What you have to do:
Reproduce the stretch of the listing from the line containing "Target: **green moss**" through the line containing "467), (726, 471)]", both ends included, with the requests kept as they are. Multiply every coordinate in the answers by 0.3 and round to whole numbers, with halves going up, and give back only those lines.

-------- Entries provided

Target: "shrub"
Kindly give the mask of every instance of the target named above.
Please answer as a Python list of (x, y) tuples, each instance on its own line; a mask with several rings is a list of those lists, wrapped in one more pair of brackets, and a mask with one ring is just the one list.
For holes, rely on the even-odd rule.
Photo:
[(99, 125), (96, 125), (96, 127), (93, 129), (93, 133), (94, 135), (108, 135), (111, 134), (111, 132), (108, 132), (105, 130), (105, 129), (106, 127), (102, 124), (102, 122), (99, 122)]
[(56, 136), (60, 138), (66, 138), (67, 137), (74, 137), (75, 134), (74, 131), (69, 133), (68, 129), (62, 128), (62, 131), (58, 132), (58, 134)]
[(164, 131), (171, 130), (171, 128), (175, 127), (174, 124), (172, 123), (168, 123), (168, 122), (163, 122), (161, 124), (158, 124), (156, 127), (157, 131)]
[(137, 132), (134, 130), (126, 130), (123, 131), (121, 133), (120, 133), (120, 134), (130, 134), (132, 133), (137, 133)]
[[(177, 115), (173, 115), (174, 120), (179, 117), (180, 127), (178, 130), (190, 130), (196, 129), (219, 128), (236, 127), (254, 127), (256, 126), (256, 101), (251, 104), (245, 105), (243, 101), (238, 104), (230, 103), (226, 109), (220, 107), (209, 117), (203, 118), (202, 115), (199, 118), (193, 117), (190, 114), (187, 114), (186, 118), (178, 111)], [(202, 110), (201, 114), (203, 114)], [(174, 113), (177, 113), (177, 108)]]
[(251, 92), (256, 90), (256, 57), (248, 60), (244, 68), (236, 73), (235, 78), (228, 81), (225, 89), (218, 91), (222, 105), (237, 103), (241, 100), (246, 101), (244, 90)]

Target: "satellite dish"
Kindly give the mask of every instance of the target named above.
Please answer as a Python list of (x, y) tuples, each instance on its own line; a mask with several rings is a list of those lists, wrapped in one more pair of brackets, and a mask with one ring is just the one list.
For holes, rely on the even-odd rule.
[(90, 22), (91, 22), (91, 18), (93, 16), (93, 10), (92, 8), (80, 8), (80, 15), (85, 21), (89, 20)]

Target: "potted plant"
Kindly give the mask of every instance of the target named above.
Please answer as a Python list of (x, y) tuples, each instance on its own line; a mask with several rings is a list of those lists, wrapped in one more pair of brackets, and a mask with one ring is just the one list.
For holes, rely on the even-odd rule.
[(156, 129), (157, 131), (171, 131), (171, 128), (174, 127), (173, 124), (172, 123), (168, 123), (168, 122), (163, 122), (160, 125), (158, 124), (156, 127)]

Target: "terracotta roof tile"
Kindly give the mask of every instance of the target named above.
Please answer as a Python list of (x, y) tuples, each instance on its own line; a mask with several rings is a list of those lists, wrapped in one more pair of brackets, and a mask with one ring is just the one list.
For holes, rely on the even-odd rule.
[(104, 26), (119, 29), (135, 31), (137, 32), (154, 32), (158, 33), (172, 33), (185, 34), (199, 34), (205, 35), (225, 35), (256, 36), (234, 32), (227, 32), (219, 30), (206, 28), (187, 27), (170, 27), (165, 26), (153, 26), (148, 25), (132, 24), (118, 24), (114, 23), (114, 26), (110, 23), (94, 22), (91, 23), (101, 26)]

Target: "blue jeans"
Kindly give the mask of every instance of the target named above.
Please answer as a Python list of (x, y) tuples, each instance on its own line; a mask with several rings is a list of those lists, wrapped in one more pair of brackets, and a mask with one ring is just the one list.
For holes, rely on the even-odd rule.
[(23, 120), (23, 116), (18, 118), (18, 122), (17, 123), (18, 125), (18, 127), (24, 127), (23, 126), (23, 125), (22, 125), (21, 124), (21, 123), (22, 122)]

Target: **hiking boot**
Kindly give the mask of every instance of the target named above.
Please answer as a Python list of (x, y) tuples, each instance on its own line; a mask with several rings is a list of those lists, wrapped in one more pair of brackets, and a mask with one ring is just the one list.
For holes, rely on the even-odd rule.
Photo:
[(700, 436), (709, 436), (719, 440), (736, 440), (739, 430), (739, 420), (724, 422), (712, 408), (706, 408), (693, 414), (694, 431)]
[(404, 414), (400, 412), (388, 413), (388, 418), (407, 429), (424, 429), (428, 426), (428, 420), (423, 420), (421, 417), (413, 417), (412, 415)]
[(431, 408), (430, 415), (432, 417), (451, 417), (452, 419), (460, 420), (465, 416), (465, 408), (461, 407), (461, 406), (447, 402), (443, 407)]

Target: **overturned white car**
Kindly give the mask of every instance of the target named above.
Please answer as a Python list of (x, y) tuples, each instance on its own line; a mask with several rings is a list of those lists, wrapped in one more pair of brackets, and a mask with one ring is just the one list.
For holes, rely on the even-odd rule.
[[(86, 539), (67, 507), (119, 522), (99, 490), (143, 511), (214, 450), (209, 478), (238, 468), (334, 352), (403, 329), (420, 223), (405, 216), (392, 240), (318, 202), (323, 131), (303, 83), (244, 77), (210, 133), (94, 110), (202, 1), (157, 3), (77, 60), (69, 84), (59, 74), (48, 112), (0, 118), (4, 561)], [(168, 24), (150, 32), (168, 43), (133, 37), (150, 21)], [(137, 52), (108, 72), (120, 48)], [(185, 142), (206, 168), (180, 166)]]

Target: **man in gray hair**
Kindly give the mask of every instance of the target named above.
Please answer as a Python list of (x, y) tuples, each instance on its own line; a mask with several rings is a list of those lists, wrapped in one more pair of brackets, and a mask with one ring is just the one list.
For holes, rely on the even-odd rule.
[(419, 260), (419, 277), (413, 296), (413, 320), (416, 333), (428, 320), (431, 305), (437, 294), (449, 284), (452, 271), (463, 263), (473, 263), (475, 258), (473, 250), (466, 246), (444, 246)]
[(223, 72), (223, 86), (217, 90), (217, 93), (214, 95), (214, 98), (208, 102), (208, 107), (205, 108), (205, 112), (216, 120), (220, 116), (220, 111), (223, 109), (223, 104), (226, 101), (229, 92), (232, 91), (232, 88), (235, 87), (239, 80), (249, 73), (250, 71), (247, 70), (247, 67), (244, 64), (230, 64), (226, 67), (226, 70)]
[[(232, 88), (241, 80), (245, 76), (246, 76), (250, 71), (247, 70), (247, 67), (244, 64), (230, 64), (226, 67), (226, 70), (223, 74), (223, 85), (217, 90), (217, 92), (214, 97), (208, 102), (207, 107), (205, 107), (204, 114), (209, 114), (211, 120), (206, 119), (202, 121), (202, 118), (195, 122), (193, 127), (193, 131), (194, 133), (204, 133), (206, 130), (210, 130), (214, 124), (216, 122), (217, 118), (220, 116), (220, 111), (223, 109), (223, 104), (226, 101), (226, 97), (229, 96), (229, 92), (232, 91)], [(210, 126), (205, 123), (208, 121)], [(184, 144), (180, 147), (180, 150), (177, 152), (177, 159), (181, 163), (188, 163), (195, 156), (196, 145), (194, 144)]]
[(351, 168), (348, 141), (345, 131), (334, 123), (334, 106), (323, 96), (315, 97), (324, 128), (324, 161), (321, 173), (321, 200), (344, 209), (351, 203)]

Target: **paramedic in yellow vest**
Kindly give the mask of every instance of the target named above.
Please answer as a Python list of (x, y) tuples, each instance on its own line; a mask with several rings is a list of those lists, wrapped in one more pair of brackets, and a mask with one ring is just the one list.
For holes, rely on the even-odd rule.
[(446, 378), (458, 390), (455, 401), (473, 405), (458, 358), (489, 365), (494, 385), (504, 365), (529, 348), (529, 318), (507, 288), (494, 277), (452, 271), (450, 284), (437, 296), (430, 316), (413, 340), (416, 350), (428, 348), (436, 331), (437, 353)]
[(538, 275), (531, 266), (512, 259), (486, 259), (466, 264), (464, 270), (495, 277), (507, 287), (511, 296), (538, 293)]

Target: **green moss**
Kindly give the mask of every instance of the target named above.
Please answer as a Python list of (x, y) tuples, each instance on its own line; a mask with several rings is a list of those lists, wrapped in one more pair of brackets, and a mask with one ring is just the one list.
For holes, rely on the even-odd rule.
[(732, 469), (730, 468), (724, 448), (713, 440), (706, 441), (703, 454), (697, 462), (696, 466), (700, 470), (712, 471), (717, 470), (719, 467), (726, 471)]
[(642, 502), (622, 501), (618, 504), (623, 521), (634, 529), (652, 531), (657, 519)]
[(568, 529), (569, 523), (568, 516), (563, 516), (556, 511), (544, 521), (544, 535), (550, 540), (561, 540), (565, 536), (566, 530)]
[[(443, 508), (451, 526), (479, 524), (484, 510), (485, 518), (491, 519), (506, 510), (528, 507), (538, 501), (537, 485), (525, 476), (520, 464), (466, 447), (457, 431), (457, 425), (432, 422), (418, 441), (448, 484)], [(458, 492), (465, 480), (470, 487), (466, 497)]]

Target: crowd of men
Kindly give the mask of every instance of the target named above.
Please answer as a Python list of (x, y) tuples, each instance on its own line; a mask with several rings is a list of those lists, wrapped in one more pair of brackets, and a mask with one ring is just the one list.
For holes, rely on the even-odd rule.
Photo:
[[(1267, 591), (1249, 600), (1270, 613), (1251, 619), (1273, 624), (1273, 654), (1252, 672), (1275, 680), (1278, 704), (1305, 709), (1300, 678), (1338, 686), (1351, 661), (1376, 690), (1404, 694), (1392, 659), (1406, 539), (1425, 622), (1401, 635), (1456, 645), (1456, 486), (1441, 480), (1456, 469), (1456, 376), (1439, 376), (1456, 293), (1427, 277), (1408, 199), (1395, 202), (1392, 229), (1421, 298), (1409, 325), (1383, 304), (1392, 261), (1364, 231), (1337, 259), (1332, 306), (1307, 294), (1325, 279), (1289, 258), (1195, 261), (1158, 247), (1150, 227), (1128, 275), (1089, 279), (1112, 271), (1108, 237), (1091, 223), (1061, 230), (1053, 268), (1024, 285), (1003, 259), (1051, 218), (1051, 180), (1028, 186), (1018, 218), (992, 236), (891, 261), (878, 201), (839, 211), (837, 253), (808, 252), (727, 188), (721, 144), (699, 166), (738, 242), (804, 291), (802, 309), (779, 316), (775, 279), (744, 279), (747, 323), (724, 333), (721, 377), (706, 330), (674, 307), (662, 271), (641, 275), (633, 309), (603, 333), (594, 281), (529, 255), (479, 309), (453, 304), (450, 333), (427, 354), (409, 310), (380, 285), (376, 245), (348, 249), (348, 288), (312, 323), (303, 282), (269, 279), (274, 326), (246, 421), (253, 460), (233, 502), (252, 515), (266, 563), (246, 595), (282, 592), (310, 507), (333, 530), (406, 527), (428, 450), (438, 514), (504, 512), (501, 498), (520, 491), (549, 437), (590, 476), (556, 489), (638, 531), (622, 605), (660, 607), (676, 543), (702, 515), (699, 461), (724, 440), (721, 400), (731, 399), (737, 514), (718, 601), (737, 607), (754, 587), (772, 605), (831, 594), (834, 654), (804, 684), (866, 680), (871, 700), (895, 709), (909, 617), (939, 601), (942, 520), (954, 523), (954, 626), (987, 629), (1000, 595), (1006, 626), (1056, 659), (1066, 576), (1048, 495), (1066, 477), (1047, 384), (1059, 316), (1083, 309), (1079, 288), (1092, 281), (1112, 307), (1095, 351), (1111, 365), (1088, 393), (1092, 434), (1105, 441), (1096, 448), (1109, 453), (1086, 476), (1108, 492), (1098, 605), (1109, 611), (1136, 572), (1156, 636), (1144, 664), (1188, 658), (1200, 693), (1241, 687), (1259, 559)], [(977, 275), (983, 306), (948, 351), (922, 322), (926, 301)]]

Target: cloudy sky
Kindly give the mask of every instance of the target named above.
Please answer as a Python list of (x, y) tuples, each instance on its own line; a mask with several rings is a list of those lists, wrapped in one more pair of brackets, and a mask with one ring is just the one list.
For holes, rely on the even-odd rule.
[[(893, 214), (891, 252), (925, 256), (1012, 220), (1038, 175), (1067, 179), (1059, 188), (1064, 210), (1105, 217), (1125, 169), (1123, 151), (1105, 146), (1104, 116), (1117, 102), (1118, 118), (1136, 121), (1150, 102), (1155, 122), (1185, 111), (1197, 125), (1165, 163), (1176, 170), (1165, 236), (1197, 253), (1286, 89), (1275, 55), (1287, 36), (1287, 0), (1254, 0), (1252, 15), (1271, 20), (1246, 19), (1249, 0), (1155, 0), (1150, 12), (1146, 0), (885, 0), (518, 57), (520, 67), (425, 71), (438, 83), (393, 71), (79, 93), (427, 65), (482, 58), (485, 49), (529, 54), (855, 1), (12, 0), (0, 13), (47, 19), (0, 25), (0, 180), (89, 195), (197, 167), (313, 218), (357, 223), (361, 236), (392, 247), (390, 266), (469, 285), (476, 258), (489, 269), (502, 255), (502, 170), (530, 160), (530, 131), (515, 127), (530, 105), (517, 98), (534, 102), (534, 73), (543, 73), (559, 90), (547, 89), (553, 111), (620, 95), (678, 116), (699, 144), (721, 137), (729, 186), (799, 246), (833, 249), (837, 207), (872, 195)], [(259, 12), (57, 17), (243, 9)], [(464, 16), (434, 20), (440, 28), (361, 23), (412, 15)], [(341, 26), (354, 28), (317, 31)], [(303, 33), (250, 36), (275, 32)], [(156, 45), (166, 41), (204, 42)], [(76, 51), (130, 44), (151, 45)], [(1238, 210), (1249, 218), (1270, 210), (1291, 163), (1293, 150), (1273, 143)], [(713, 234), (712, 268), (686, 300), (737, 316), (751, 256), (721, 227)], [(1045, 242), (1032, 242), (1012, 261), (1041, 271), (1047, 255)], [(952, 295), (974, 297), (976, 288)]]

----------------

Output for this exercise:
Target: **green moss**
Kindly give the mask of every instance of the target named above.
Please answer as a Python list of (x, y) tuples, each instance on its own line; a mask with several rings is a list of those lists, wrapped in one more pair of brackets, and a mask with one ring is just the one list.
For holes, rely on the even-odd rule.
[(220, 141), (219, 140), (217, 134), (214, 132), (212, 132), (211, 136), (209, 139), (209, 140), (210, 141), (214, 141), (215, 141), (216, 140), (218, 141)]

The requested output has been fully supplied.